RECORDED DATA

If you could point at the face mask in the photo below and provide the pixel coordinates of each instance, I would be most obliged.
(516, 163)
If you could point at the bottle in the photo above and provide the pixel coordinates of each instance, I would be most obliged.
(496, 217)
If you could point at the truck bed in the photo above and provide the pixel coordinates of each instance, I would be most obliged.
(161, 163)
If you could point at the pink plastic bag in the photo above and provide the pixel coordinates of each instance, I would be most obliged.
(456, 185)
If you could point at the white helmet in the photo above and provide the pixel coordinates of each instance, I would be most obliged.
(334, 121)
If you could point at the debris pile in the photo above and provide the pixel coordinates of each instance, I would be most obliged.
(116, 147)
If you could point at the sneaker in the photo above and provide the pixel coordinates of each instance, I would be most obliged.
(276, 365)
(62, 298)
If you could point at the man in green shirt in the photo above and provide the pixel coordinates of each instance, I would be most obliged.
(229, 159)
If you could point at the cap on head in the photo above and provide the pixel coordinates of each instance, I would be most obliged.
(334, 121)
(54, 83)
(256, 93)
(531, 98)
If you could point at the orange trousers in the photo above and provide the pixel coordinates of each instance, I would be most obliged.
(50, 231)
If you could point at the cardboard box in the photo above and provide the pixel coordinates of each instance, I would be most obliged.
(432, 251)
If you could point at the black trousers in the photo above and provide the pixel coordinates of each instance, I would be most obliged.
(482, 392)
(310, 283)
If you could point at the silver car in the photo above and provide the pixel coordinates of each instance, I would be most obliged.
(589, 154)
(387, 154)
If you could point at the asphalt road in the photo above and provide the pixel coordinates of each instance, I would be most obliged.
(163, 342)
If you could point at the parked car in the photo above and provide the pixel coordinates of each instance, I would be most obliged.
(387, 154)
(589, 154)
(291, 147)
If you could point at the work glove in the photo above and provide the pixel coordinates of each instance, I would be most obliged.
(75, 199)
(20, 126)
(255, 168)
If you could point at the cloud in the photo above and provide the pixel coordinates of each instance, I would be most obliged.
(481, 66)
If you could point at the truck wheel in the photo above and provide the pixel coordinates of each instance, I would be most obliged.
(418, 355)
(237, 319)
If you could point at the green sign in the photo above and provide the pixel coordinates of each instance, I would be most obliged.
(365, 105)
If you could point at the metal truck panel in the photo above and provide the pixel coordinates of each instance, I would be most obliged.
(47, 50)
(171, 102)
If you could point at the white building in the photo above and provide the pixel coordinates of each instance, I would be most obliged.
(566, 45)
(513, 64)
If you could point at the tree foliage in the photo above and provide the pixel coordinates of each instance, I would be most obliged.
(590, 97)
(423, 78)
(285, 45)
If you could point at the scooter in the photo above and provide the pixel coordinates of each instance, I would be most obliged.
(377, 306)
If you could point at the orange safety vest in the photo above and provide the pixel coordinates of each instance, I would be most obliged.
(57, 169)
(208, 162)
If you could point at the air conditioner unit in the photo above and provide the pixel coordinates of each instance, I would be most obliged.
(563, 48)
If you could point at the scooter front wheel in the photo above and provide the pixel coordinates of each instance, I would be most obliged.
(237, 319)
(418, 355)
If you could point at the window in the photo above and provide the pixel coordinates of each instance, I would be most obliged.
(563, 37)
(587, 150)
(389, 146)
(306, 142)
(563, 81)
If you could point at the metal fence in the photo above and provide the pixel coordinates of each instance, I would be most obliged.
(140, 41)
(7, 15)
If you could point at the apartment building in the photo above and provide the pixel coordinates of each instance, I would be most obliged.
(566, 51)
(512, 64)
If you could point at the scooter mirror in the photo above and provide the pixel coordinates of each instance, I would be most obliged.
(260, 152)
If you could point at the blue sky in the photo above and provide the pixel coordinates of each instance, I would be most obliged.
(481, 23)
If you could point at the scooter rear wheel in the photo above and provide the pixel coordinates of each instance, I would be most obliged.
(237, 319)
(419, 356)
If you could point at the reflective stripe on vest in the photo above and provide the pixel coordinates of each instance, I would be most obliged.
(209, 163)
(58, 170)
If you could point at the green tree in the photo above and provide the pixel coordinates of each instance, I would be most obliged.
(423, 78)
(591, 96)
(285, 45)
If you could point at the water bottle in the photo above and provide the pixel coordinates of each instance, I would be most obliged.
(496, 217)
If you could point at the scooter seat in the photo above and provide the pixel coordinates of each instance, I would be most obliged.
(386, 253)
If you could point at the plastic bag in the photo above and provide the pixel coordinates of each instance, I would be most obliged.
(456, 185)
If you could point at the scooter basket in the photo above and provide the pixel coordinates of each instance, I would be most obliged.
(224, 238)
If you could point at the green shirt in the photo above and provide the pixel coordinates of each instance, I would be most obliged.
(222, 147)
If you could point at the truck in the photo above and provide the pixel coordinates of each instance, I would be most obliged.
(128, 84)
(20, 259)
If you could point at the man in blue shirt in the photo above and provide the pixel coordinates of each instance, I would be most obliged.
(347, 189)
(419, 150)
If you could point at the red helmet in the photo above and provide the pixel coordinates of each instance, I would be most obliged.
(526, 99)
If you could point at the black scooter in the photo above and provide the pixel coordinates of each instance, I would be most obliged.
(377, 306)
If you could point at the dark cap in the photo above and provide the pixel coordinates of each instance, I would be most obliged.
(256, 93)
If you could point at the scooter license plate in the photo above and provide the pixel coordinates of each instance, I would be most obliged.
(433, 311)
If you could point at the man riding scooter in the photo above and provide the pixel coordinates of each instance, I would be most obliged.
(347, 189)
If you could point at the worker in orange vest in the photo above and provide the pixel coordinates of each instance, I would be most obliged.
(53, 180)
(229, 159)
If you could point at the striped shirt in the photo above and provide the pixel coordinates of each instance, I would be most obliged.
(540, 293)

EXERCISE DETAILS
Extract all of the data shown above and repeat it verbatim.

OUTPUT
If you could point at the face mask in the photo below and provide the pixel coordinates of each instance, I would be most obliged.
(516, 163)
If you could point at the bottle in the photo above and provide the pixel coordinates of each instance, I would be most obliged.
(496, 217)
If you could point at the truck bed in the photo above and provide the pixel coordinates of each instance, I would be most obliged.
(161, 163)
If you could point at the pink plastic bag in the photo above and provide the pixel coordinates of each instance, I would be most obliged.
(456, 185)
If you could point at the white helmet in the photo above and provide the pixel coordinates of each instance, I would be most obliged.
(334, 121)
If you could point at the debris pile in the photo above and provide the pixel coordinates of each instance, I would be most obliged.
(116, 147)
If you could point at the sneaker in the photo above and provide the pixel coordinates of each instance, I would be most obliged.
(276, 365)
(62, 298)
If you could point at the man in green shirt in the photo above and provide the pixel coordinates of each instance, I would be most obliged.
(229, 159)
If you could point at the cap on head in the photo above and provide the pixel coordinates of each instance, I would be most obliged.
(334, 121)
(54, 83)
(256, 93)
(531, 98)
If you could point at the orange trousers in the photo above and provide the pixel coordinates of each instance, I would be most obliged.
(50, 231)
If you could point at the cardboard box in the photo above and provide the pixel coordinates of each instance, I would be most obliged.
(432, 251)
If you could point at the black trousers in the photo above and provide the pixel coordinates of each instance, I would be most obliged.
(482, 392)
(310, 283)
If you could point at the silver car in the photo above and provide the pixel coordinates of each instance, I would be most obliged.
(589, 154)
(387, 154)
If you could point at the asphalt road in the photo above and provide the pixel coordinates of each instance, I would be most obliged.
(163, 342)
If you could point at the parked car in the photo above and provide the pixel coordinates of each instance, I would be most obliged.
(387, 154)
(589, 154)
(291, 147)
If you could point at the work glove in the photo above and provide the pixel coordinates of each instance, I would be most obliged.
(75, 199)
(20, 126)
(255, 168)
If you could point at the cloud in the photo above and provide the pixel coordinates of each instance, I would be most obliged.
(481, 66)
If you could point at the truck wheel in the photo above and provide the pixel coordinates of each instance, I would be most obliged.
(418, 355)
(237, 319)
If you could point at the green sign in the photo above and provide the pixel coordinates of each instance, I would be most obliged.
(365, 105)
If you could point at the metal truck panel in the photo above and provide the pixel coordinates of each instance, I would be most obliged.
(47, 50)
(171, 102)
If you could point at the white building in the photo above and provide the pixel coordinates of each instance, I would be most obliged.
(566, 45)
(513, 64)
If you could point at the tree foliage in the photo above and provide the pixel coordinates of each instance, I would be most obliged.
(590, 97)
(423, 78)
(285, 45)
If you could point at the scooter in the photo above and provide the pixel coordinates of each instance, I would be most obliged.
(377, 306)
If you could point at the orange safety vest in the photo above and provide the pixel coordinates of each instance, I would be most obliged.
(57, 169)
(208, 162)
If you could point at the air conditioner unit in the photo above and provide the pixel coordinates of each instance, I would be most obliged.
(563, 48)
If you could point at the scooter front wheel in the photo above and provide the pixel coordinates of each instance, I would be most obliged.
(237, 319)
(418, 355)
If you could point at the window in the photo above and provide the pixel coordinates of each instance, I would be most obliged.
(563, 37)
(587, 150)
(389, 146)
(306, 142)
(563, 81)
If you could point at the metal fence in the photo above and provide the pixel coordinates of each instance, I would be most obliged.
(140, 41)
(7, 15)
If you could point at the apartment building in the photo above and provide the pixel coordinates of each instance, I would be most obliged.
(566, 51)
(512, 64)
If you could point at the scooter mirror in the photo above and provide the pixel coordinates of each instance, I would be most obliged.
(260, 152)
If you could point at the blue sky in the photo above and provide the pixel coordinates of each instance, I would be most obliged.
(481, 23)
If you could point at the scooter rear wheel in the photo above and provide the pixel coordinates of each instance, I would be most obliged.
(237, 319)
(419, 356)
If you could point at the reflective stripe on vest in the photo above and provide the pixel coordinates of each instance, I would be most obliged.
(209, 163)
(58, 170)
If you could point at the green tree in the photo above and provide the pixel coordinates of each instance, I would be most obliged.
(423, 78)
(591, 96)
(285, 45)
If you could point at the water bottle in the photo above and provide the pixel coordinates of each instance, I would be most obliged.
(496, 217)
If you could point at the scooter seat in the photo above and provide the pixel coordinates of each instance, I would be most obliged.
(386, 253)
If you could point at the plastic bag in the photo above and provide the pixel coordinates of each instance, I would be most obliged.
(456, 185)
If you could point at the scooter basket in the photo above and provide the pixel coordinates of each instance, I would be most obliged.
(224, 238)
If you could point at the green shirt in the photo above and provide the pixel coordinates of each instance, I would be most obliged.
(222, 147)
If you could point at the truck in the photo above and provide the pixel coordinates of each instance, I would be most obliged.
(128, 84)
(20, 259)
If you could point at the man in blue shirt in the photo above and provide the pixel coordinates of each instance, I would be most obliged.
(347, 189)
(419, 150)
If you could point at the red helmet in the photo above and provide the pixel coordinates of each instance, I would be most obliged.
(526, 99)
If you could point at the black scooter in the photo above and provide the pixel coordinates of each instance, I would be most obliged.
(377, 306)
If you could point at the dark cap in the photo above and provide the pixel coordinates of each instance, I would be most obliged.
(256, 93)
If you could point at the scooter license plate in the photo above and provide the pixel coordinates of each instance, I would be most obliged.
(433, 311)
If you could point at the man riding scooter in the photo above and provide the pixel coordinates of each instance, I would be most obliged.
(347, 189)
If you could point at the worker in orange vest in the photo above and provide the pixel coordinates of each instance, I would be most obliged.
(53, 180)
(229, 159)
If you could point at the striped shirt in the photo above and provide the pixel coordinates of each instance, I would be most obliged.
(540, 293)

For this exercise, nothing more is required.